Task requirements:
Reproduce every one of the records below word for word.

Records shown:
******************************
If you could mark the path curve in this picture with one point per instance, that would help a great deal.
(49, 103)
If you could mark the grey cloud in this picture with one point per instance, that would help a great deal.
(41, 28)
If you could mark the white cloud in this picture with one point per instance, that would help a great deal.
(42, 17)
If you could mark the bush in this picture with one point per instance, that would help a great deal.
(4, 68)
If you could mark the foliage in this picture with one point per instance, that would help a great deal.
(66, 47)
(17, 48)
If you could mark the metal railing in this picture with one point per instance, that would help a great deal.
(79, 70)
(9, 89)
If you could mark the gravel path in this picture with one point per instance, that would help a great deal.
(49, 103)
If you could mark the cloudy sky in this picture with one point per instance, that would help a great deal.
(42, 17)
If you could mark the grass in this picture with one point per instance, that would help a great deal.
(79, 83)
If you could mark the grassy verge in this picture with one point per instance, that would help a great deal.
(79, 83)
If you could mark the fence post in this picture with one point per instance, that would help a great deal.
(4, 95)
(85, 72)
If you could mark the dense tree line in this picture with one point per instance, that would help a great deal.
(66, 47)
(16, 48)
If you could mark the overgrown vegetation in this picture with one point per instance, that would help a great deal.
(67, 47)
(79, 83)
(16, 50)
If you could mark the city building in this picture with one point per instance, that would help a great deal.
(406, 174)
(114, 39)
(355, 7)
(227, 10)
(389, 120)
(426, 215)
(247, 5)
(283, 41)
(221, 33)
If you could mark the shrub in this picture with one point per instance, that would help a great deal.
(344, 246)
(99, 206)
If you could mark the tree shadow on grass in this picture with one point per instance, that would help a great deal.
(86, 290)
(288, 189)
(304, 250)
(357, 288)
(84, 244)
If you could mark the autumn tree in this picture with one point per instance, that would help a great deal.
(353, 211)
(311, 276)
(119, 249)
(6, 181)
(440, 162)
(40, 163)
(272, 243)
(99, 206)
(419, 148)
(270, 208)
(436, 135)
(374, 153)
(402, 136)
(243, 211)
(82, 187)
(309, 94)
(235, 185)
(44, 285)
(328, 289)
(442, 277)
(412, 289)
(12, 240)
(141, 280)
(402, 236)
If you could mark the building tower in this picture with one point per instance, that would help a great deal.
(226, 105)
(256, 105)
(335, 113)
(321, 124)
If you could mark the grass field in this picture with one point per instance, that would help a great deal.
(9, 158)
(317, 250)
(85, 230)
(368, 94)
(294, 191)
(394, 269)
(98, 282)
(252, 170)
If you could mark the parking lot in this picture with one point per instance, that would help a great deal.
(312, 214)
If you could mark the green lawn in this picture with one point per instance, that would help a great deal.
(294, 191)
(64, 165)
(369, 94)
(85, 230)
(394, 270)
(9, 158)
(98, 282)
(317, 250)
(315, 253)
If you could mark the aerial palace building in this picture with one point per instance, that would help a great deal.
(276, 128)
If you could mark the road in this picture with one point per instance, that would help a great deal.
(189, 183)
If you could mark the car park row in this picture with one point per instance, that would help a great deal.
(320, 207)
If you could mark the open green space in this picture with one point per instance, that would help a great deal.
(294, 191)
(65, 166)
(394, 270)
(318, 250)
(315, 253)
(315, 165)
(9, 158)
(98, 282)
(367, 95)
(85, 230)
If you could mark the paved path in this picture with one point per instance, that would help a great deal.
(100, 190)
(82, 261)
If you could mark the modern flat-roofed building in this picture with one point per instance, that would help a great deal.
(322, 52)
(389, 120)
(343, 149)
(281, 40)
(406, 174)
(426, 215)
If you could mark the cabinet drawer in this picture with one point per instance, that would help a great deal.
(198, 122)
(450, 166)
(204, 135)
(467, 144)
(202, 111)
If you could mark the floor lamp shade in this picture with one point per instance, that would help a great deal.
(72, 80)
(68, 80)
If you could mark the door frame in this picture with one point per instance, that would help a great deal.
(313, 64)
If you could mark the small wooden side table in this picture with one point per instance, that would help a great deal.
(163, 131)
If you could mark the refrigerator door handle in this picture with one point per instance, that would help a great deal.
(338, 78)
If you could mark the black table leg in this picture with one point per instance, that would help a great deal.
******************************
Result of this task:
If you could mark the path curve in this picture with one point per instance, that would help a great deal.
(49, 103)
If you could mark the grey cloud in this picture with one point per instance, that would help a great deal.
(41, 28)
If you could mark the white cloud in this picture with one point per instance, that would help a great deal.
(42, 17)
If you could mark the bush in this picture with one point per instance, that would help a great deal.
(4, 68)
If you could mark the foliage in this picture with one point per instance, that would help a great deal.
(66, 47)
(17, 48)
If you could mark the metal railing in this picture with one point per instance, that would help a great deal.
(79, 70)
(9, 89)
If you could mark the gravel path in this picture with one point per instance, that would help a great deal.
(49, 103)
If you could mark the cloudy sky in this picture with one point per instance, that would help a great deal.
(42, 17)
If you could mark the grass in this picture with one point per instance, that would help a great deal.
(79, 83)
If you could mark the grassy verge in this picture with one point per instance, that would help a great deal.
(79, 83)
If you could mark the fence post in this picture with one point per instance, that would help a great deal.
(4, 95)
(85, 72)
If you could mark the dense tree line in this picture with one point per instance, that would help a great deal.
(66, 47)
(16, 48)
If you could mark the overgrown vegetation in this picture with one point per instance, that would help a great deal.
(67, 47)
(79, 83)
(16, 50)
If you could mark the city building in this picture with one point per instance, that would help a great deal.
(406, 174)
(114, 39)
(355, 7)
(227, 10)
(389, 120)
(426, 215)
(247, 5)
(283, 41)
(221, 33)
If you could mark the shrub in this picture with one point per instance, that would help a great deal.
(344, 246)
(99, 206)
If you could mark the tree shadow on grass in this picture with one point per instance, that would help a great deal.
(86, 290)
(288, 189)
(304, 250)
(357, 288)
(84, 244)
If you could mark the autumn tree in this picture with one point per instance, that would help a great deal.
(353, 211)
(311, 276)
(119, 249)
(6, 181)
(440, 162)
(40, 163)
(272, 243)
(99, 206)
(419, 148)
(270, 208)
(436, 135)
(374, 153)
(402, 136)
(243, 211)
(82, 187)
(309, 94)
(235, 185)
(44, 285)
(328, 289)
(442, 277)
(412, 289)
(12, 240)
(141, 280)
(402, 236)
If you could mark the building tower in this picture with one point per instance, that would help a great deal.
(226, 105)
(256, 105)
(335, 113)
(321, 124)
If you could mark the grass field in this picture with one point per instance, that would help a great deal.
(9, 158)
(317, 250)
(85, 230)
(368, 94)
(294, 191)
(394, 269)
(98, 282)
(252, 170)
If you could mark the parking lot in this picture with one point per instance, that would help a great deal.
(312, 214)
If you could mark the green lawn in this picture with one point per instance, that would help a great deal.
(294, 191)
(64, 165)
(369, 94)
(85, 230)
(394, 270)
(9, 158)
(98, 282)
(317, 250)
(315, 253)
If you could mark the aerial palace building in this picture with one point per instance, that would help a great deal.
(276, 128)
If you could mark the road in this picture with one point per instance, that would help a great deal.
(189, 183)
If you could mark the car park row in this picture with one point per instance, that would help a great deal.
(320, 207)
If you could mark the open green space in this picture with one point per instance, that would help a great deal.
(294, 191)
(65, 166)
(394, 270)
(318, 250)
(315, 253)
(315, 165)
(9, 158)
(98, 282)
(367, 95)
(85, 230)
If you could mark the paved path in this picture with one point per instance, that would help a great deal.
(100, 190)
(82, 261)
If you could mark the modern flat-roofed building in this picture with one point per instance, that would help a great deal.
(322, 52)
(389, 120)
(343, 149)
(281, 40)
(406, 174)
(426, 215)
If you could mark the cabinet drawer in this picture with one point per instance, that would help a great deal.
(198, 122)
(450, 166)
(204, 135)
(467, 144)
(202, 111)
If you could mark the floor lamp shade in this picture with one point per instance, that would help a great deal.
(72, 80)
(68, 80)
If you could mark the door frame in this picture with one point per instance, that would help a great deal.
(313, 64)
If you could mark the small wooden side table in this picture with one point per instance, that would help a great deal.
(163, 131)
If you could mark the refrigerator door handle in this picture with one point per instance, that would help a great deal.
(338, 78)
If you could mark the black table leg in this picture with one point per instance, that would help a great deal.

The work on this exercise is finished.